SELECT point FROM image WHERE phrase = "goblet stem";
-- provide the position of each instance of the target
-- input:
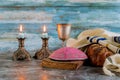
(63, 43)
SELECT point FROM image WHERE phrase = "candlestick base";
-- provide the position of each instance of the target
(44, 51)
(21, 53)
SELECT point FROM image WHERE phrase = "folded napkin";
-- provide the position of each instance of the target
(112, 63)
(104, 37)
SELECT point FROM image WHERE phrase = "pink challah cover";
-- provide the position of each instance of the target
(68, 53)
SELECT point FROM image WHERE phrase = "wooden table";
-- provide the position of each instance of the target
(31, 70)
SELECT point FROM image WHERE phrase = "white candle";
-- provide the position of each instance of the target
(44, 34)
(21, 34)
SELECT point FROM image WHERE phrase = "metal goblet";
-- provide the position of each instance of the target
(63, 32)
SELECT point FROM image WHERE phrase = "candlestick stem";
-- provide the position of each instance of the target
(21, 53)
(44, 51)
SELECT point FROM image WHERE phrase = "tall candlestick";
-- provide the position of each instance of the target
(21, 34)
(44, 34)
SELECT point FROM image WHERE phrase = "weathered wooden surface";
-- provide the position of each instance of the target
(31, 70)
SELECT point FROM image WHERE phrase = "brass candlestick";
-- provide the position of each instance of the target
(21, 53)
(44, 51)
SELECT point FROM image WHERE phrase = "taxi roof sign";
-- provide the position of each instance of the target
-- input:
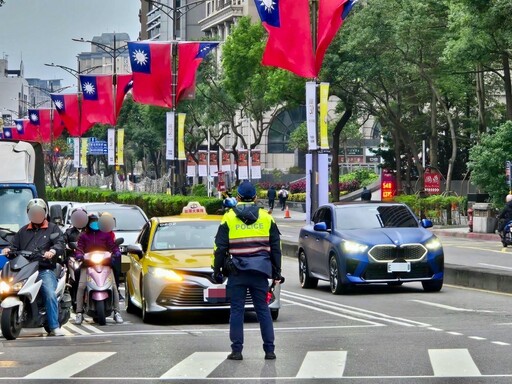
(193, 207)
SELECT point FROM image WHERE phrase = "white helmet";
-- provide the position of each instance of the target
(37, 203)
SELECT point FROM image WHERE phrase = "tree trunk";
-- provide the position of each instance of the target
(434, 138)
(335, 165)
(480, 96)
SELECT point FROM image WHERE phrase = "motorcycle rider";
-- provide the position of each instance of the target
(90, 240)
(36, 235)
(505, 215)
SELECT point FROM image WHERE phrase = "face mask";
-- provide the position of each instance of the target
(94, 226)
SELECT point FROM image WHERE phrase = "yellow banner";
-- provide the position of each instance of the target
(324, 96)
(83, 149)
(181, 136)
(120, 147)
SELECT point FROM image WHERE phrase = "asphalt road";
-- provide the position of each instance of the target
(375, 334)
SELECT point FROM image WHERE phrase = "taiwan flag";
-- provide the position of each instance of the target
(124, 84)
(67, 107)
(190, 55)
(289, 45)
(40, 124)
(152, 73)
(331, 15)
(97, 100)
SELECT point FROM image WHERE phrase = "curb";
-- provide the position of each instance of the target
(459, 275)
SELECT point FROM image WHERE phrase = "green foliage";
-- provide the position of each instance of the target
(152, 204)
(487, 161)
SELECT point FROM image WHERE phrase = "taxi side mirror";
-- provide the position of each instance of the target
(135, 249)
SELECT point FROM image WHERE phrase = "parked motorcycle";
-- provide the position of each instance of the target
(22, 298)
(98, 295)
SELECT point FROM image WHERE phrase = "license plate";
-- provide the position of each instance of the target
(399, 267)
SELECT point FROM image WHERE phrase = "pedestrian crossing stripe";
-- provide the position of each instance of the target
(315, 365)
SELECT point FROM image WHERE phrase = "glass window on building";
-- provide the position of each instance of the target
(282, 126)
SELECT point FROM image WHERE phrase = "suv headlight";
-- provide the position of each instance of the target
(163, 273)
(433, 244)
(353, 247)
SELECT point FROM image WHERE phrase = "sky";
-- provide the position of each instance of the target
(40, 31)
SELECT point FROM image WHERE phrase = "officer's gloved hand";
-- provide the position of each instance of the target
(217, 277)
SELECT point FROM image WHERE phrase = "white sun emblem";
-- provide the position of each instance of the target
(88, 88)
(140, 57)
(268, 4)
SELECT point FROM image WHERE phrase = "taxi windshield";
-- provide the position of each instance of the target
(185, 235)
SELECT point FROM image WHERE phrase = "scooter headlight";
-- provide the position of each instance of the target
(97, 258)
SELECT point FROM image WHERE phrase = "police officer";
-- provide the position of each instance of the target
(249, 239)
+---+
INSTRUCTION: Copy out every line of the rows above that contains the word "wooden".

RESPONSE:
SELECT point FROM image WHERE phrase = "wooden table";
SELECT point FROM image WHERE phrase = "weathered wooden surface";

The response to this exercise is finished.